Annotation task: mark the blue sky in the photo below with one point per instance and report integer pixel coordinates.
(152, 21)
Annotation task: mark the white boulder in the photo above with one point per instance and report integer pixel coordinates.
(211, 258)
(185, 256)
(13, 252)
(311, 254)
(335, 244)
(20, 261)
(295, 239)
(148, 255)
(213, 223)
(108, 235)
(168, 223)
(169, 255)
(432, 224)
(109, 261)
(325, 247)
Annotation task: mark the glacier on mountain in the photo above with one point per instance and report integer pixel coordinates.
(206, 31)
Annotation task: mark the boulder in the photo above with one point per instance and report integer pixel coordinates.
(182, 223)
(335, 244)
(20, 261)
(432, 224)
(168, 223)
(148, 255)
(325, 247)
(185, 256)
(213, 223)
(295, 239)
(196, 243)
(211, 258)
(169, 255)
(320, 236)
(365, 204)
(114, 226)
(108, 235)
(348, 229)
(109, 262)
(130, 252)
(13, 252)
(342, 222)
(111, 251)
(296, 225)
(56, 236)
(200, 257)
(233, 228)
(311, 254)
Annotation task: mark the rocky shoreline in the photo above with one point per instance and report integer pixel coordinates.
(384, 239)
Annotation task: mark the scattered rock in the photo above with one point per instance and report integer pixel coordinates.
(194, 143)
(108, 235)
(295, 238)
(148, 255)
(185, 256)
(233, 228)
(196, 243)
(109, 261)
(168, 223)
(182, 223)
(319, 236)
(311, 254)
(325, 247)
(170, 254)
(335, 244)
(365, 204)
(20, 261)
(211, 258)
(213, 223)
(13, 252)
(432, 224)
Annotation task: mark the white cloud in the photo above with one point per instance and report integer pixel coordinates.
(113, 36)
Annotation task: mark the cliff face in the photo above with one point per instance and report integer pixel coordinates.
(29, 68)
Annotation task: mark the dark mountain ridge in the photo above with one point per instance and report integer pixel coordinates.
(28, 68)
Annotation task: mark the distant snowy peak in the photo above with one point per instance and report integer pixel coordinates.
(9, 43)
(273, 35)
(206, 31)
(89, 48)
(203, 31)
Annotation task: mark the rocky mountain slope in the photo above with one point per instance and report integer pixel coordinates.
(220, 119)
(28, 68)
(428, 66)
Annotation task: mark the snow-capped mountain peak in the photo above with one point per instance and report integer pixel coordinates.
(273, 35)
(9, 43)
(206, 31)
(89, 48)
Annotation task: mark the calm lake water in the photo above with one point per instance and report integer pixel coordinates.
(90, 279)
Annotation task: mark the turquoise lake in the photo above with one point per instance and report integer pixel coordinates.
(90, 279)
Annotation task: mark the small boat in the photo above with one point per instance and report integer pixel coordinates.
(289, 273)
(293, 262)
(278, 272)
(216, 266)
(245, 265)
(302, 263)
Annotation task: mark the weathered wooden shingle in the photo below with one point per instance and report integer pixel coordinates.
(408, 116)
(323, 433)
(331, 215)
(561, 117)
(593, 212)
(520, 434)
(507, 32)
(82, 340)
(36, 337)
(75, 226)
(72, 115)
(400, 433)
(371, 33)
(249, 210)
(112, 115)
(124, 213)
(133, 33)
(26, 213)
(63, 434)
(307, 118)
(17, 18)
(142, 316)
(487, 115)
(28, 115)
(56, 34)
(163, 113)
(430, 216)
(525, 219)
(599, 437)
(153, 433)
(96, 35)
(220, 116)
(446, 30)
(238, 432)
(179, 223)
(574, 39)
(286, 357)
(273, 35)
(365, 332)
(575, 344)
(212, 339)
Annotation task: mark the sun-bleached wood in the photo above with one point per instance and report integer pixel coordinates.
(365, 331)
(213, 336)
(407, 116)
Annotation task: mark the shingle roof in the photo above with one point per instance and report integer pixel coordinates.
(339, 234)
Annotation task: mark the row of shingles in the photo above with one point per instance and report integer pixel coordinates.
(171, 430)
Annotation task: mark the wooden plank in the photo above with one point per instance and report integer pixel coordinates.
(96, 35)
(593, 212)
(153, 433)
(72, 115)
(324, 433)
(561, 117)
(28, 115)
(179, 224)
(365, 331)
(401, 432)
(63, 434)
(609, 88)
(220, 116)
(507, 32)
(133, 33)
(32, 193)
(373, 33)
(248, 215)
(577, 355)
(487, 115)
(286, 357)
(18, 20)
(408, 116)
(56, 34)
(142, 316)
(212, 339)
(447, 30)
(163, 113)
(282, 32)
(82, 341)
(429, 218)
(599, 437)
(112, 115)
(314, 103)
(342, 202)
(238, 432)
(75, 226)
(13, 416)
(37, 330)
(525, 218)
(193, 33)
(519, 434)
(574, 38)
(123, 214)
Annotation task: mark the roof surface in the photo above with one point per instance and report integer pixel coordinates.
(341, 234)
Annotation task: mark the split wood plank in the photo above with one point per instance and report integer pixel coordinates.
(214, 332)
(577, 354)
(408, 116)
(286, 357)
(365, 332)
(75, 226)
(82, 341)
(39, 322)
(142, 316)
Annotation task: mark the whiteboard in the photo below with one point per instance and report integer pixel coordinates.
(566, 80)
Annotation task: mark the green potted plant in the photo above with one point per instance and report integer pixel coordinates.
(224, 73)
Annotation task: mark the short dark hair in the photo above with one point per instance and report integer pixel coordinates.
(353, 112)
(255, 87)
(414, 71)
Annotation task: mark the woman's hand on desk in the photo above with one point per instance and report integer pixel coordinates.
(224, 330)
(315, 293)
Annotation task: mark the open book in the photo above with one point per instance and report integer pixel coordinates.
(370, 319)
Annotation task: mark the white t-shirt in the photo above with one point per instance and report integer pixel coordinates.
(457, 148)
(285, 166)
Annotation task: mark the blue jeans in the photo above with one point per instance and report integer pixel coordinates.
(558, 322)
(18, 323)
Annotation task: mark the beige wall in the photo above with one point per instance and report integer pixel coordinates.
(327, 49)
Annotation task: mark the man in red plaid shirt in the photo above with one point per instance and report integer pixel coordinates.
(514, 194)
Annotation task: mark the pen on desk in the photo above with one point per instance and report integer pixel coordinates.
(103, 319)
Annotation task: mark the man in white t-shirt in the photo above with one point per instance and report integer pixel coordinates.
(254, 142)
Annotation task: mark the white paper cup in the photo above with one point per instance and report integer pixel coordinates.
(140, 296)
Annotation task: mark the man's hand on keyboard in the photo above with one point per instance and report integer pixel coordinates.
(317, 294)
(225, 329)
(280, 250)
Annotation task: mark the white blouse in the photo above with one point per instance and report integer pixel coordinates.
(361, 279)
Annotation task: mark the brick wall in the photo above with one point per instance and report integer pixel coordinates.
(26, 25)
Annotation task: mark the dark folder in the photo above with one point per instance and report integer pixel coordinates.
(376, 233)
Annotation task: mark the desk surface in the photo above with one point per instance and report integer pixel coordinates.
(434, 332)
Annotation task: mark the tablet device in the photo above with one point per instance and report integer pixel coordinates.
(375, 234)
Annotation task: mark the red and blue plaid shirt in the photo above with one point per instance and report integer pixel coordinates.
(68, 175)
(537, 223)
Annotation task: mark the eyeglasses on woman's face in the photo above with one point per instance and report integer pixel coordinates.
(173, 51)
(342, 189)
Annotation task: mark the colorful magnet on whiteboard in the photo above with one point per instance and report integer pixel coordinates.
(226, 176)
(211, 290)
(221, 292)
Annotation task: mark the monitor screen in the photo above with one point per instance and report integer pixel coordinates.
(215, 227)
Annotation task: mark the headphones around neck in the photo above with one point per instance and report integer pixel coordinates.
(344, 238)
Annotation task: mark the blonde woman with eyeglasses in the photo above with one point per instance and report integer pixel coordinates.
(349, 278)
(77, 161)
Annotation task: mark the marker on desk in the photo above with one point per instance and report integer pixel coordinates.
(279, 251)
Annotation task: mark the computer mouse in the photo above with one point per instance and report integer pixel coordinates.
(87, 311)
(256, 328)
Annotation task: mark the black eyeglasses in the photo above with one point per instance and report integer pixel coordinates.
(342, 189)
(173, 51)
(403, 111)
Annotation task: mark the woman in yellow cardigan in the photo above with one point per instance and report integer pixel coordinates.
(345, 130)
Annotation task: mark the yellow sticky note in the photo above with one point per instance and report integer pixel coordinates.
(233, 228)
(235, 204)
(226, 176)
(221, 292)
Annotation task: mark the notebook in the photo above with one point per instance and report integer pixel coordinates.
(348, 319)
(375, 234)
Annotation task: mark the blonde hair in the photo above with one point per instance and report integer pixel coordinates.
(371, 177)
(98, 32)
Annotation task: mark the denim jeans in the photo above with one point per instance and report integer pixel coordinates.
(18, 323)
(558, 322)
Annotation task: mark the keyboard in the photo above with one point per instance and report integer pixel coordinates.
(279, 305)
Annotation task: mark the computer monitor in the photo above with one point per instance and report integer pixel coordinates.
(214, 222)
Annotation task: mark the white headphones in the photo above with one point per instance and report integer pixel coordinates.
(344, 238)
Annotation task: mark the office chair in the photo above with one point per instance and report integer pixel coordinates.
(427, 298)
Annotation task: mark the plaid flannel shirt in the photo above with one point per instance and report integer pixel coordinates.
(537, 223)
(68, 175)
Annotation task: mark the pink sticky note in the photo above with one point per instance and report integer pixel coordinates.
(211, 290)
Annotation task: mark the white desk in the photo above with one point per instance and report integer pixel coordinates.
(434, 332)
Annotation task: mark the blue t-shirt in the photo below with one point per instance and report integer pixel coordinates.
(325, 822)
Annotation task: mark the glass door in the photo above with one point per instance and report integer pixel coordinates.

——

**Work task:**
Return the line that contains "Annotation task: mark the white headphones", along with every line after it in the data above, exactly and with nothing else.

**Task output:**
Annotation task: mark the white headphones in the photo above with one point per instance and report integer pixel coordinates.
(344, 238)
Annotation task: mark the office chair in the photo above with one point per instance and report integer pixel coordinates.
(427, 298)
Annotation task: mark the plaid flannel shirt in the photo above with one point per instance and report integer pixel coordinates.
(537, 223)
(68, 175)
Annotation task: mark the pink sticky note in the photo above with one point per instance and report integer pixel coordinates.
(211, 290)
Annotation task: mark the white desk in the photo above with one point per instance and report integer pixel coordinates.
(434, 332)
Annotation task: mark the blue t-shirt in the photo below with one point per instance and report integer pixel coordinates.
(325, 822)
Annotation task: mark the glass door in the photo above with one point per instance and report integer pixel coordinates.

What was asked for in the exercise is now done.